• **What you need to do**
1. Answer these from the pipe tobacco thread:
(a) Which Lane's tobacco does DSturg369 call a decent sweet tobacco?
(b) Which tobacco does Tashy say is going fast?
(c) In which city are both Smokezy and Gatlin-Burlier located?
2. In the entries, reproduce the part that opens with the line containing "blazer lapel present." and runs through the end of the entries, with both ends included. Decrease every bounding-box coordinate in the answers by 139, and give back only that part.

• **Selected extract**
================

# Sweet pipe tobacco



## Tashy

_Ok guy's, some of you may know me. Others not.
My question is this : could somebody give me the names of pipe tobacco that is sweet. I love my sugar barrel but would like something sweeter. Being fairly new to this, I'm not quite sure what is regarded as sweet. Thank you in advance._


----------



## DSturg369

Just about anything with Cavendish in it will have a sweet taste. Lane's 1Q is a decent sweet tobacco. Most VA's have an inherent sweetness to them and it's gets moreso with age as sugary crystals actually begin to form on it.


----------



## Tashy

_Thanks Dale, although not much will get aged here at the moment. Enjoying my pipe way too much. Just ordered some more sugar barrel as it's going fast! LOL_


----------



## Granger

Tashy said:


> _Thanks Dale, although not much will get aged here at the moment. Enjoying my pipe way too much. Just ordered some more sugar barrel as it's going fast! LOL_


First, it is good that you are smoking my favorite Tobaccao...Yeah Verily is Sugar Barrel a great tobacco, but despite its name, it isn't really too sweet.

I enjoy sweet tobaccos so let me post a few:

1) W.O. Larsen's Signature Mix. It is fruity and sweet. Really nice.

2) Brebbia Sinfonia. It is the one tobacco I have ever smoked with a citrus flavor that doesn't suck. When I buy this I get on a kick and smoke until the tin is empty.

3) Smokezy (http://www.smokezy.com/home.cfm) is a shop in Gatlinburg Tennessee they have some serious sweet stuff including Black Forest Cake, Sunset Rum, and 10th Anniversary Mix that are super sweet.

4) Gatlin-Burlier (The Gatlinburlier Pipe, Pipe Tobacco, Cigar and Chewing Tobacco Store.), also in Gatlinburg has a selection of house blends that includes some really sweet blends. Sugarland's Honey, Frank's Blend, Cade's Cove Cavendish, and, while not as sweet I like Black Jack's Bourbon. Give them a call and they will talk you through some stuff to try.

================

• **Input rows**
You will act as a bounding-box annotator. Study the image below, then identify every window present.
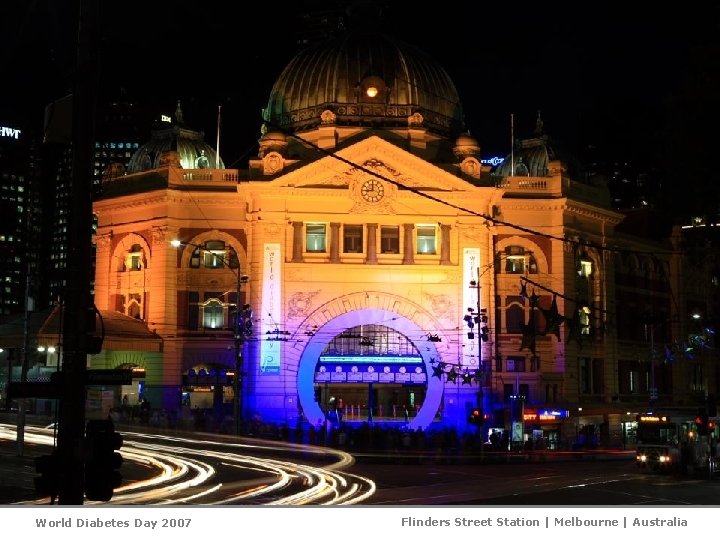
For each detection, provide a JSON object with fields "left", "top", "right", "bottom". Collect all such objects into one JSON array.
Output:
[
  {"left": 579, "top": 306, "right": 590, "bottom": 336},
  {"left": 126, "top": 244, "right": 143, "bottom": 272},
  {"left": 505, "top": 246, "right": 525, "bottom": 274},
  {"left": 305, "top": 223, "right": 327, "bottom": 253},
  {"left": 190, "top": 240, "right": 240, "bottom": 268},
  {"left": 200, "top": 240, "right": 225, "bottom": 268},
  {"left": 578, "top": 258, "right": 592, "bottom": 278},
  {"left": 417, "top": 225, "right": 437, "bottom": 255},
  {"left": 343, "top": 225, "right": 363, "bottom": 253},
  {"left": 127, "top": 293, "right": 142, "bottom": 319},
  {"left": 507, "top": 356, "right": 525, "bottom": 372},
  {"left": 202, "top": 292, "right": 225, "bottom": 329},
  {"left": 505, "top": 304, "right": 525, "bottom": 334},
  {"left": 380, "top": 225, "right": 400, "bottom": 253},
  {"left": 578, "top": 358, "right": 592, "bottom": 394}
]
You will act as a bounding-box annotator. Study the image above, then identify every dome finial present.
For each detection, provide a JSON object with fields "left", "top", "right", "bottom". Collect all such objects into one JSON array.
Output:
[
  {"left": 175, "top": 99, "right": 185, "bottom": 124},
  {"left": 535, "top": 109, "right": 543, "bottom": 135},
  {"left": 345, "top": 0, "right": 382, "bottom": 27}
]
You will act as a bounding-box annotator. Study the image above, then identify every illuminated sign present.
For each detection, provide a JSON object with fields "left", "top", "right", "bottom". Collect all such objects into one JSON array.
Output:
[
  {"left": 523, "top": 409, "right": 569, "bottom": 422},
  {"left": 320, "top": 356, "right": 422, "bottom": 364},
  {"left": 314, "top": 357, "right": 427, "bottom": 384},
  {"left": 638, "top": 416, "right": 667, "bottom": 422},
  {"left": 460, "top": 247, "right": 480, "bottom": 367},
  {"left": 480, "top": 156, "right": 505, "bottom": 167},
  {"left": 260, "top": 244, "right": 282, "bottom": 375},
  {"left": 539, "top": 409, "right": 570, "bottom": 418},
  {"left": 0, "top": 126, "right": 20, "bottom": 140}
]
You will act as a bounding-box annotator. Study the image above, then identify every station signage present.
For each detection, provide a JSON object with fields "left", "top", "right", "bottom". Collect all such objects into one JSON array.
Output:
[
  {"left": 523, "top": 409, "right": 569, "bottom": 422},
  {"left": 480, "top": 156, "right": 505, "bottom": 167}
]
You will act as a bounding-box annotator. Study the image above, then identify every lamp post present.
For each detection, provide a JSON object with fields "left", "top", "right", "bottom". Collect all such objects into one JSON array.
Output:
[{"left": 170, "top": 240, "right": 251, "bottom": 435}]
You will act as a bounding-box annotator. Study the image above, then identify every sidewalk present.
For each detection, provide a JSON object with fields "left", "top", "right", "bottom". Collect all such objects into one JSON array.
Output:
[{"left": 0, "top": 440, "right": 41, "bottom": 505}]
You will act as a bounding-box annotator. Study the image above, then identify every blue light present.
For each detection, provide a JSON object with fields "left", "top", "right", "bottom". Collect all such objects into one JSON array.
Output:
[{"left": 320, "top": 356, "right": 422, "bottom": 364}]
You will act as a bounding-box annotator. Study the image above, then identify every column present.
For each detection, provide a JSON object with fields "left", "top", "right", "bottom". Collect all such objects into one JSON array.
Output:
[
  {"left": 330, "top": 223, "right": 340, "bottom": 263},
  {"left": 440, "top": 224, "right": 450, "bottom": 264},
  {"left": 403, "top": 223, "right": 415, "bottom": 264},
  {"left": 292, "top": 221, "right": 304, "bottom": 262},
  {"left": 365, "top": 223, "right": 377, "bottom": 264}
]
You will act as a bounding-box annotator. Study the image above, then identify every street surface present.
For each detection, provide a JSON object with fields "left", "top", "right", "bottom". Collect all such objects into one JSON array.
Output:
[{"left": 0, "top": 424, "right": 720, "bottom": 506}]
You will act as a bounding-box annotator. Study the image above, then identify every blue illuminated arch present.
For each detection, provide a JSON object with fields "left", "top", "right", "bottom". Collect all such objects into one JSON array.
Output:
[{"left": 297, "top": 309, "right": 443, "bottom": 429}]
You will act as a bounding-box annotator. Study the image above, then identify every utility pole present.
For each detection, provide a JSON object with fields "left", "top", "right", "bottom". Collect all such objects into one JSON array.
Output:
[{"left": 58, "top": 0, "right": 99, "bottom": 505}]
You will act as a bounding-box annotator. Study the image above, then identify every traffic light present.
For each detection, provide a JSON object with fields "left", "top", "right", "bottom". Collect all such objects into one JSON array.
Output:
[
  {"left": 241, "top": 304, "right": 253, "bottom": 337},
  {"left": 695, "top": 409, "right": 710, "bottom": 435},
  {"left": 35, "top": 453, "right": 60, "bottom": 499},
  {"left": 468, "top": 407, "right": 485, "bottom": 426},
  {"left": 85, "top": 420, "right": 123, "bottom": 502}
]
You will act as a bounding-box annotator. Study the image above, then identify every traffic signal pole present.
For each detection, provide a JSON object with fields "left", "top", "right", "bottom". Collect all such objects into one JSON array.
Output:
[{"left": 58, "top": 0, "right": 99, "bottom": 505}]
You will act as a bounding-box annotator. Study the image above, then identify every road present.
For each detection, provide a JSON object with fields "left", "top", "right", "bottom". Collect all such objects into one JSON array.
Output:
[
  {"left": 0, "top": 424, "right": 720, "bottom": 506},
  {"left": 0, "top": 424, "right": 375, "bottom": 505},
  {"left": 352, "top": 459, "right": 720, "bottom": 506}
]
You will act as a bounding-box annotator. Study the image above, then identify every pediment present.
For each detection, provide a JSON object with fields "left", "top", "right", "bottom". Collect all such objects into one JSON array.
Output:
[{"left": 264, "top": 136, "right": 475, "bottom": 192}]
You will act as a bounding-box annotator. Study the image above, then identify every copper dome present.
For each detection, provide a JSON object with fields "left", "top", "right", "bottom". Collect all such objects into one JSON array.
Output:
[{"left": 263, "top": 30, "right": 463, "bottom": 137}]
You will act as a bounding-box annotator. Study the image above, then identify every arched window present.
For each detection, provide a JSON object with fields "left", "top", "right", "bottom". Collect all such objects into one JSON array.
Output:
[
  {"left": 125, "top": 244, "right": 144, "bottom": 272},
  {"left": 505, "top": 304, "right": 525, "bottom": 334},
  {"left": 496, "top": 246, "right": 538, "bottom": 274},
  {"left": 202, "top": 298, "right": 225, "bottom": 329},
  {"left": 190, "top": 240, "right": 240, "bottom": 268}
]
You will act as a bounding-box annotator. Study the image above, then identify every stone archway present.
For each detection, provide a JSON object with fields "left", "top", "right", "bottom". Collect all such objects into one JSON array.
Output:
[{"left": 297, "top": 302, "right": 450, "bottom": 429}]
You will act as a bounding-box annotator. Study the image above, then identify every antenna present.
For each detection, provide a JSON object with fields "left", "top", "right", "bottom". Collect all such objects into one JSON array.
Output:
[
  {"left": 215, "top": 105, "right": 222, "bottom": 169},
  {"left": 510, "top": 113, "right": 515, "bottom": 176}
]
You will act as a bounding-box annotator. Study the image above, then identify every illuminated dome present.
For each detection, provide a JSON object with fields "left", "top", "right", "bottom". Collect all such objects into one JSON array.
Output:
[
  {"left": 128, "top": 103, "right": 225, "bottom": 173},
  {"left": 263, "top": 29, "right": 463, "bottom": 137}
]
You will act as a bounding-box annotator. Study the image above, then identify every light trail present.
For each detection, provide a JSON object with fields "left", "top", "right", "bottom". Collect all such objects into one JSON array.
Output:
[{"left": 0, "top": 424, "right": 376, "bottom": 506}]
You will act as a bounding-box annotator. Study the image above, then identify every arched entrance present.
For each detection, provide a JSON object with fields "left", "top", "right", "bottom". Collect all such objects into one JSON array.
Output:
[{"left": 297, "top": 309, "right": 443, "bottom": 429}]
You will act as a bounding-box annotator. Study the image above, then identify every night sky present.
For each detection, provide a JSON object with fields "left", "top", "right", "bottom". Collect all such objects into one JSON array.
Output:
[{"left": 0, "top": 0, "right": 720, "bottom": 217}]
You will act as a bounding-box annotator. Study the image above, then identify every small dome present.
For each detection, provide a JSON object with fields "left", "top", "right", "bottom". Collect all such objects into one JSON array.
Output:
[
  {"left": 263, "top": 29, "right": 463, "bottom": 137},
  {"left": 453, "top": 133, "right": 480, "bottom": 159},
  {"left": 128, "top": 104, "right": 225, "bottom": 174},
  {"left": 259, "top": 131, "right": 288, "bottom": 157}
]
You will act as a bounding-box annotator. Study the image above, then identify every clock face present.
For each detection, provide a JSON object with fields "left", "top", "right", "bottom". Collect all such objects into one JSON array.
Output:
[{"left": 360, "top": 178, "right": 385, "bottom": 202}]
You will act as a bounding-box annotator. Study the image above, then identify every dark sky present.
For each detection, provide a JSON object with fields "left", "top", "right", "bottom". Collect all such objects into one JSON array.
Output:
[{"left": 0, "top": 0, "right": 720, "bottom": 208}]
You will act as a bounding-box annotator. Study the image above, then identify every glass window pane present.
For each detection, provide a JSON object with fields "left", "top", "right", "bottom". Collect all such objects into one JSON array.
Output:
[
  {"left": 343, "top": 225, "right": 363, "bottom": 253},
  {"left": 305, "top": 223, "right": 326, "bottom": 253},
  {"left": 417, "top": 225, "right": 437, "bottom": 255},
  {"left": 380, "top": 225, "right": 400, "bottom": 253}
]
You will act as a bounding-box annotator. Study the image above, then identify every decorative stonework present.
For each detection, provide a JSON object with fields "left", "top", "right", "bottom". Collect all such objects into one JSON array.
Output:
[
  {"left": 152, "top": 227, "right": 170, "bottom": 244},
  {"left": 320, "top": 109, "right": 337, "bottom": 125},
  {"left": 460, "top": 157, "right": 480, "bottom": 178},
  {"left": 263, "top": 152, "right": 285, "bottom": 174},
  {"left": 95, "top": 233, "right": 112, "bottom": 251},
  {"left": 408, "top": 112, "right": 425, "bottom": 127},
  {"left": 265, "top": 223, "right": 282, "bottom": 238},
  {"left": 287, "top": 291, "right": 320, "bottom": 319},
  {"left": 425, "top": 293, "right": 455, "bottom": 318}
]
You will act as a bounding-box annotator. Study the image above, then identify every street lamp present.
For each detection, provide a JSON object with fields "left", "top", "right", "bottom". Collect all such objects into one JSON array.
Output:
[{"left": 170, "top": 240, "right": 252, "bottom": 435}]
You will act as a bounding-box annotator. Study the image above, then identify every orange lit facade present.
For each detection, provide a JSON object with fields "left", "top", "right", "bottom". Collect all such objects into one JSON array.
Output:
[{"left": 86, "top": 26, "right": 720, "bottom": 448}]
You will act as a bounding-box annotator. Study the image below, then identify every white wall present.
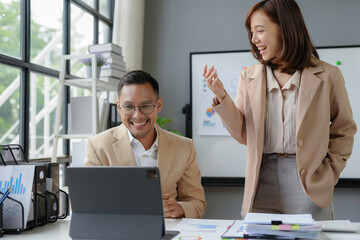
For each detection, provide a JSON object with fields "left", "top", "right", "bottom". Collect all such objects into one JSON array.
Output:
[{"left": 143, "top": 0, "right": 360, "bottom": 221}]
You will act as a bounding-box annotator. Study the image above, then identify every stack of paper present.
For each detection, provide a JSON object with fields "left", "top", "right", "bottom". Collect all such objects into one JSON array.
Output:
[
  {"left": 222, "top": 213, "right": 321, "bottom": 239},
  {"left": 89, "top": 43, "right": 126, "bottom": 79}
]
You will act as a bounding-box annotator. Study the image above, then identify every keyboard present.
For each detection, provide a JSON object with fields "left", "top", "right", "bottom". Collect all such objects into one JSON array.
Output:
[{"left": 318, "top": 220, "right": 360, "bottom": 232}]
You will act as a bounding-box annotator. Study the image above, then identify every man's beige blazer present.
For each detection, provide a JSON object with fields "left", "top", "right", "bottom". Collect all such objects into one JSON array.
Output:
[
  {"left": 85, "top": 125, "right": 206, "bottom": 218},
  {"left": 213, "top": 59, "right": 356, "bottom": 218}
]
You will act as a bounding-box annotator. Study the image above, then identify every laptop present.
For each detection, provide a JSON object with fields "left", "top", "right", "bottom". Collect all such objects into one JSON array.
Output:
[{"left": 66, "top": 167, "right": 179, "bottom": 240}]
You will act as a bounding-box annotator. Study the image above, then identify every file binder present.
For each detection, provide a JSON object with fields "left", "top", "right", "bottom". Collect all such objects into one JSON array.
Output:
[
  {"left": 0, "top": 144, "right": 69, "bottom": 237},
  {"left": 0, "top": 192, "right": 24, "bottom": 233}
]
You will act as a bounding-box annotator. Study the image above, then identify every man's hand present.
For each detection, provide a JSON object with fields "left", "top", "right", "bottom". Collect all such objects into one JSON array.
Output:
[{"left": 162, "top": 194, "right": 185, "bottom": 218}]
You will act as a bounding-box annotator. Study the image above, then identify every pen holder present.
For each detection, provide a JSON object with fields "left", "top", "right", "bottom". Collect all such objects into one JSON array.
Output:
[{"left": 0, "top": 203, "right": 3, "bottom": 237}]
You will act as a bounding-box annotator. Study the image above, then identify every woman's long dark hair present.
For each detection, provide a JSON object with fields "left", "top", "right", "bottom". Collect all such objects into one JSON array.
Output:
[{"left": 245, "top": 0, "right": 319, "bottom": 74}]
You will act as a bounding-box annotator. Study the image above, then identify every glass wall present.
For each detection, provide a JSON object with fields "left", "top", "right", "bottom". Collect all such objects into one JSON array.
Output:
[{"left": 0, "top": 0, "right": 114, "bottom": 159}]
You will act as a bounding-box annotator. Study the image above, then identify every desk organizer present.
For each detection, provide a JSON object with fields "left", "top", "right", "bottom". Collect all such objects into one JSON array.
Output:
[{"left": 0, "top": 144, "right": 69, "bottom": 237}]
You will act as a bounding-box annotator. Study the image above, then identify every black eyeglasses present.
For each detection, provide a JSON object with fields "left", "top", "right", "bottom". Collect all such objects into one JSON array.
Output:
[{"left": 119, "top": 100, "right": 157, "bottom": 115}]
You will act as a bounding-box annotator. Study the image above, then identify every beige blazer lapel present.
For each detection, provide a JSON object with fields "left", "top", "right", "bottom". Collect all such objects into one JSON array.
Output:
[
  {"left": 296, "top": 60, "right": 323, "bottom": 134},
  {"left": 247, "top": 64, "right": 266, "bottom": 139},
  {"left": 112, "top": 124, "right": 136, "bottom": 166},
  {"left": 155, "top": 124, "right": 175, "bottom": 185}
]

================

• **Answer set**
1.
(a) Lane's 1Q
(b) Sugar barrel
(c) Gatlinburg, Tennessee

2.
You will act as a bounding-box annotator. Study the image above, then identify every beige blazer lapel present.
For each detection, provide a JSON object with fields "left", "top", "right", "bottom". Collect all such objects into one JSON array.
Output:
[
  {"left": 157, "top": -79, "right": 184, "bottom": -5},
  {"left": 108, "top": -75, "right": 127, "bottom": 0},
  {"left": -27, "top": -15, "right": -3, "bottom": 27},
  {"left": 16, "top": -15, "right": 36, "bottom": 46}
]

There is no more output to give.